* start Article *
Re: [PATCH-v2 7/7] pnfsblock: alloc short extent before submit bio

[Date Prev][Date Next][Thread Prev][Thread Next][Date Index][Thread Index]

 



On 11/10/2011 10:25 AM, Peng Tao wrote:
> As discussed earlier, it is better for block client to allocate memory for
> tracking extents state before submitting bio. So the patch does it by allocating
> a short_extent for every INVALID extent touched by write pagelist and for
> every zeroing page we created, saving them in layout header. Then in end_io we
> can just use them to create commit list items and avoid memory allocation there.
> 
> Signed-off-by: Peng Tao <peng_tao@xxxxxxx>
> ---
>  fs/nfs/blocklayout/blocklayout.c |   74 +++++++++++++++++++++++++++++--------
>  fs/nfs/blocklayout/blocklayout.h |    9 ++++-
>  fs/nfs/blocklayout/extents.c     |   62 +++++++++++++++++++++++++++-----
>  3 files changed, 119 insertions(+), 26 deletions(-)
> 
> diff --git a/fs/nfs/blocklayout/blocklayout.c b/fs/nfs/blocklayout/blocklayout.c
> index 3eaea2b..3fdfb29 100644
> --- a/fs/nfs/blocklayout/blocklayout.c
> +++ b/fs/nfs/blocklayout/blocklayout.c
> @@ -90,8 +90,9 @@ static int is_writable(struct pnfs_block_extent *be, sector_t isect)
>   */
>  struct parallel_io {
>  	struct kref refcnt;
> -	void (*pnfs_callback) (void *data);
> +	void (*pnfs_callback) (void *data, int num_se);
>  	void *data;
> +	int bse_count;
>  };
>  
>  static inline struct parallel_io *alloc_parallel(void *data)
* end Article *
■ Given instruction 1
Report each line in the records below that contains the word "opening", copying every such line in full.
* start The records *
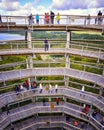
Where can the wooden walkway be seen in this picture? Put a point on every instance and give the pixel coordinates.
(89, 98)
(25, 73)
(71, 51)
(61, 122)
(62, 27)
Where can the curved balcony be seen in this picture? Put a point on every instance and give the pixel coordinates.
(25, 73)
(32, 109)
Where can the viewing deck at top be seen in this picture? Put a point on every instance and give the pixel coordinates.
(67, 23)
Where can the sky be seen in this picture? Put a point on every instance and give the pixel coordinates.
(70, 7)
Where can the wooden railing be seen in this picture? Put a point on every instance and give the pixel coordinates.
(46, 109)
(65, 19)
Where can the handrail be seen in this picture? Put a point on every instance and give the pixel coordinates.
(65, 19)
(52, 62)
(24, 73)
(89, 98)
(61, 108)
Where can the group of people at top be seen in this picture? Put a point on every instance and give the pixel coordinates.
(98, 18)
(48, 18)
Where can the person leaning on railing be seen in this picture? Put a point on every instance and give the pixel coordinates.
(0, 19)
(58, 18)
(99, 17)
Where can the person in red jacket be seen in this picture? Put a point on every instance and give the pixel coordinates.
(57, 100)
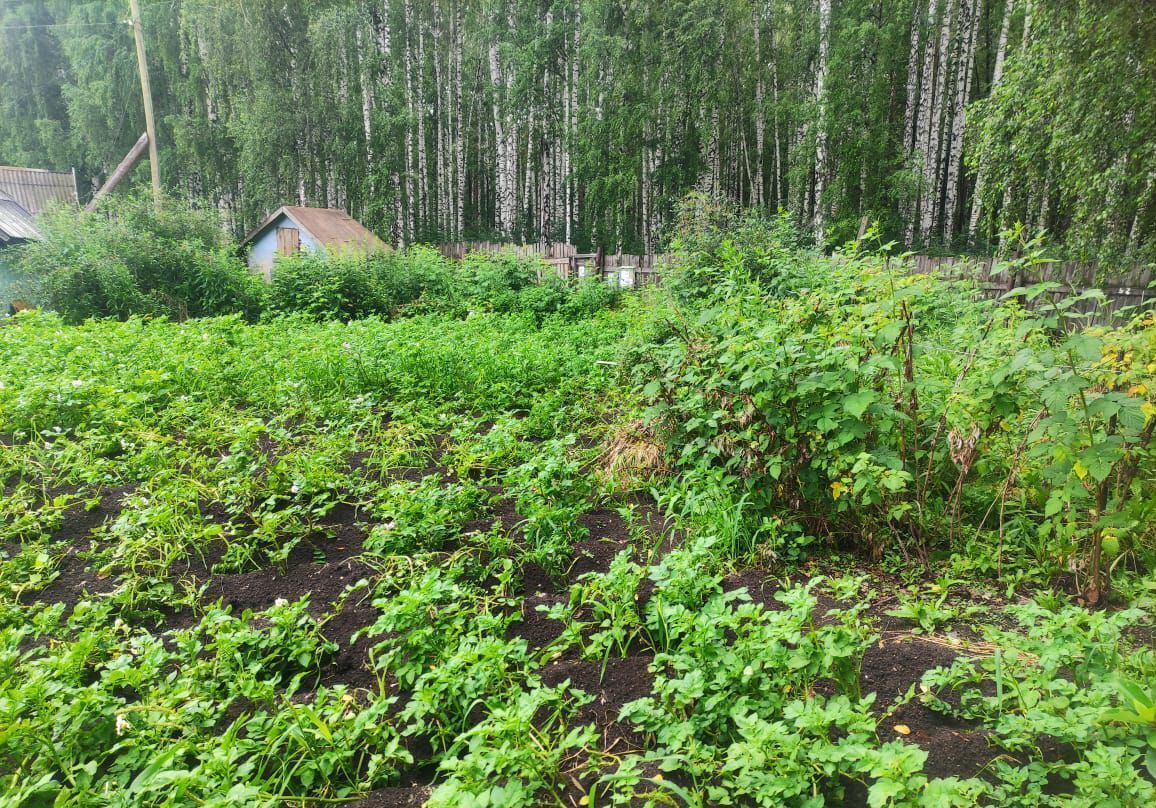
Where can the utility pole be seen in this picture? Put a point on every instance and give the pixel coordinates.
(147, 93)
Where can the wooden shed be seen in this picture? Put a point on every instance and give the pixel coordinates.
(24, 193)
(289, 230)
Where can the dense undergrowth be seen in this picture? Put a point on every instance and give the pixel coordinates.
(134, 260)
(295, 562)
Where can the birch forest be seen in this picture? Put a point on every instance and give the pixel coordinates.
(585, 121)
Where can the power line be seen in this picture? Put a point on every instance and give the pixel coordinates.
(63, 24)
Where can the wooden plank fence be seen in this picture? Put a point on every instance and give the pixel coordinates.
(620, 268)
(1127, 289)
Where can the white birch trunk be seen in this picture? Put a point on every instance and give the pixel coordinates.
(459, 222)
(923, 131)
(969, 17)
(934, 158)
(977, 194)
(757, 187)
(824, 44)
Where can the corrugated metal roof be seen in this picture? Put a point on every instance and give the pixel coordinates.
(36, 188)
(16, 224)
(333, 228)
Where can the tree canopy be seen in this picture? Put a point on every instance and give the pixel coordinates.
(586, 120)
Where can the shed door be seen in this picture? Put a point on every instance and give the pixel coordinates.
(288, 241)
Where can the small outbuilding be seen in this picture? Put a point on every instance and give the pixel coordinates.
(290, 230)
(23, 194)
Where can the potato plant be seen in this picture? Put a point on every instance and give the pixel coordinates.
(297, 561)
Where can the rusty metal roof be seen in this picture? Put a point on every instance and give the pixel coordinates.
(16, 224)
(333, 228)
(36, 188)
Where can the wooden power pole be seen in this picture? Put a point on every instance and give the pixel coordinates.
(147, 93)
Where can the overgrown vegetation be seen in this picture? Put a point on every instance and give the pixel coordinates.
(132, 260)
(501, 543)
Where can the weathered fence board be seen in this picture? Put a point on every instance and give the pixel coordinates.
(993, 279)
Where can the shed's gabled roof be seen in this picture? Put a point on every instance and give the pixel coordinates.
(333, 228)
(16, 224)
(35, 188)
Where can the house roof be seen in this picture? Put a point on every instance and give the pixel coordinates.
(35, 188)
(16, 224)
(333, 228)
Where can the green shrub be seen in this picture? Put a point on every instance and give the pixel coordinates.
(324, 287)
(893, 410)
(132, 259)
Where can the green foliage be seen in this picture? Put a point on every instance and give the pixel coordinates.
(1072, 679)
(432, 459)
(888, 409)
(133, 260)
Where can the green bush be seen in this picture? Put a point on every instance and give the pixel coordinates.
(891, 410)
(340, 287)
(131, 259)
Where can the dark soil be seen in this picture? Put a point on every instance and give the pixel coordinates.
(893, 666)
(624, 681)
(412, 797)
(326, 564)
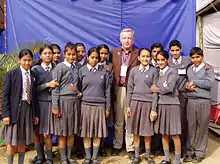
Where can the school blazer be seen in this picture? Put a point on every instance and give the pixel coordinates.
(116, 55)
(12, 95)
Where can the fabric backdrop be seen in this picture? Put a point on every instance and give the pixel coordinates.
(100, 21)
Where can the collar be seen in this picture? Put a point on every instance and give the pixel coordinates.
(141, 68)
(196, 69)
(153, 62)
(67, 63)
(104, 63)
(164, 70)
(24, 71)
(44, 66)
(90, 67)
(179, 60)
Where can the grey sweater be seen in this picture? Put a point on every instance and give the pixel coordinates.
(95, 87)
(62, 75)
(203, 80)
(42, 77)
(183, 65)
(167, 87)
(139, 85)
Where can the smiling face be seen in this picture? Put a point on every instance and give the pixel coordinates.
(197, 59)
(93, 59)
(175, 51)
(144, 58)
(127, 39)
(26, 61)
(103, 55)
(162, 62)
(70, 55)
(46, 56)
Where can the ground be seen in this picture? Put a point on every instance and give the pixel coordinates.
(212, 156)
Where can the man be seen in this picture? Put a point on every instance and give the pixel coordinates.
(124, 58)
(155, 48)
(181, 63)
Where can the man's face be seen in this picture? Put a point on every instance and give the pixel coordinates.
(127, 39)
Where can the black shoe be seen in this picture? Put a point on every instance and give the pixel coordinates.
(136, 160)
(95, 161)
(64, 162)
(150, 160)
(197, 159)
(115, 152)
(72, 161)
(79, 154)
(187, 158)
(102, 152)
(48, 161)
(87, 161)
(165, 162)
(131, 155)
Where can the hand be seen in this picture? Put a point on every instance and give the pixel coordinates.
(36, 120)
(153, 116)
(154, 88)
(107, 114)
(79, 94)
(52, 84)
(6, 120)
(55, 111)
(129, 112)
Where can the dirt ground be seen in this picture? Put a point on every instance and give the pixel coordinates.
(212, 156)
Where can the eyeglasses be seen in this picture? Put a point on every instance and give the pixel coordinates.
(47, 53)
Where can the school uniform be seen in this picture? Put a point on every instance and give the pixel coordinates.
(18, 103)
(182, 64)
(43, 75)
(198, 108)
(65, 99)
(168, 121)
(96, 99)
(139, 100)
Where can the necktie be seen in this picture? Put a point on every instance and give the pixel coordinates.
(176, 62)
(93, 69)
(28, 88)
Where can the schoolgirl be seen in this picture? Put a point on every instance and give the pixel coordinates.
(168, 122)
(18, 107)
(95, 104)
(139, 103)
(45, 83)
(66, 103)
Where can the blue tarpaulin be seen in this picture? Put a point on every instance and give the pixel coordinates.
(100, 21)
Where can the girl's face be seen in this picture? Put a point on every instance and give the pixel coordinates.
(70, 56)
(93, 59)
(162, 61)
(197, 59)
(46, 56)
(144, 58)
(56, 55)
(103, 55)
(80, 52)
(26, 62)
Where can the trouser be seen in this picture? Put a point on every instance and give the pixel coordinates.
(121, 118)
(198, 114)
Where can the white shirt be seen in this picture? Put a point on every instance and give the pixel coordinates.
(68, 64)
(141, 68)
(196, 69)
(23, 72)
(44, 66)
(163, 71)
(179, 60)
(153, 62)
(90, 67)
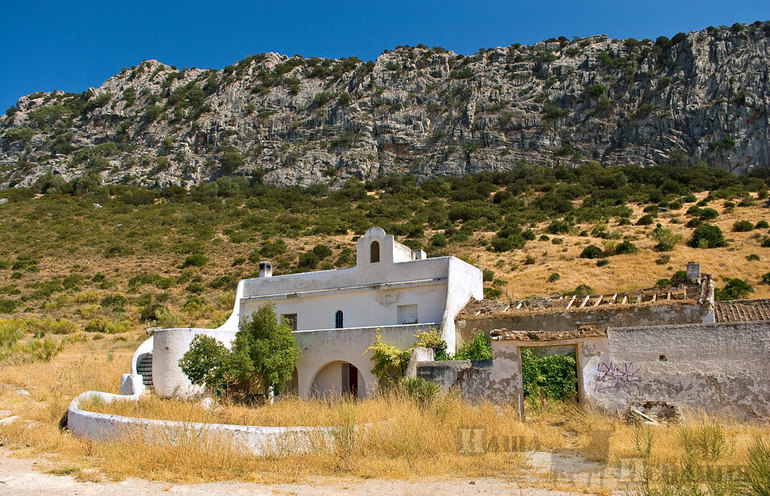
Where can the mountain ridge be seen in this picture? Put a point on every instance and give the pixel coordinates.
(699, 98)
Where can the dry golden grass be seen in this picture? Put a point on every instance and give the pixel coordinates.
(403, 440)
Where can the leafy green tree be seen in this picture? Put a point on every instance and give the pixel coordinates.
(264, 352)
(478, 349)
(707, 236)
(735, 289)
(208, 362)
(266, 349)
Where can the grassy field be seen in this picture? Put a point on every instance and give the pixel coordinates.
(82, 276)
(414, 440)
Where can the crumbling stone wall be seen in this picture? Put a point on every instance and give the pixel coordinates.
(603, 317)
(720, 368)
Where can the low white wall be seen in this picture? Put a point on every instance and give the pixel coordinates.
(253, 439)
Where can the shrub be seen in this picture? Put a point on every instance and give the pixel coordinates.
(663, 259)
(581, 291)
(264, 352)
(591, 252)
(195, 260)
(549, 377)
(308, 260)
(645, 220)
(322, 251)
(478, 349)
(708, 214)
(707, 236)
(735, 289)
(743, 226)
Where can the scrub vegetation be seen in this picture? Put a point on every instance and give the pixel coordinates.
(407, 436)
(111, 259)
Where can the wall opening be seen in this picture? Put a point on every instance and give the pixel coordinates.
(549, 374)
(338, 320)
(290, 319)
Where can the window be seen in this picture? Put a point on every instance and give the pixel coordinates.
(407, 314)
(338, 319)
(290, 319)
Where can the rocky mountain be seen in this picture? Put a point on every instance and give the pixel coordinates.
(699, 98)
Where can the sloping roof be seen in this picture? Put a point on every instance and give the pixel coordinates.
(742, 310)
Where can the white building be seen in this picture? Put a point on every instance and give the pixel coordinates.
(336, 315)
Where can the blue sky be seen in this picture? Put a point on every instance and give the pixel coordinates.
(73, 45)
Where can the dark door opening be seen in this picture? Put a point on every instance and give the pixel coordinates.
(353, 380)
(549, 375)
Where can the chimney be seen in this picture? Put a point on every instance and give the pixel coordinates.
(265, 269)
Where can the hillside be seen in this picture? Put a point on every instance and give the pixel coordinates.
(697, 98)
(116, 258)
* end The records *
■ Given instruction 2
Return, word for word, the passage of the pnfsblock patch reply above that opens with the words containing "[Date Prev][Date Next][Thread" and closes with "memory allocation there.".

■ Correct answer 1
Where can the wall opening be seen in this picture? Put a point on every instance and give the pixel coordinates.
Where can the dark door opening be seen in this picture? Put a point on every instance and give the pixel coordinates.

■ Correct answer 2
[Date Prev][Date Next][Thread Prev][Thread Next][Date Index][Thread Index]

 



On 11/10/2011 10:25 AM, Peng Tao wrote:
> As discussed earlier, it is better for block client to allocate memory for
> tracking extents state before submitting bio. So the patch does it by allocating
> a short_extent for every INVALID extent touched by write pagelist and for
> every zeroing page we created, saving them in layout header. Then in end_io we
> can just use them to create commit list items and avoid memory allocation there.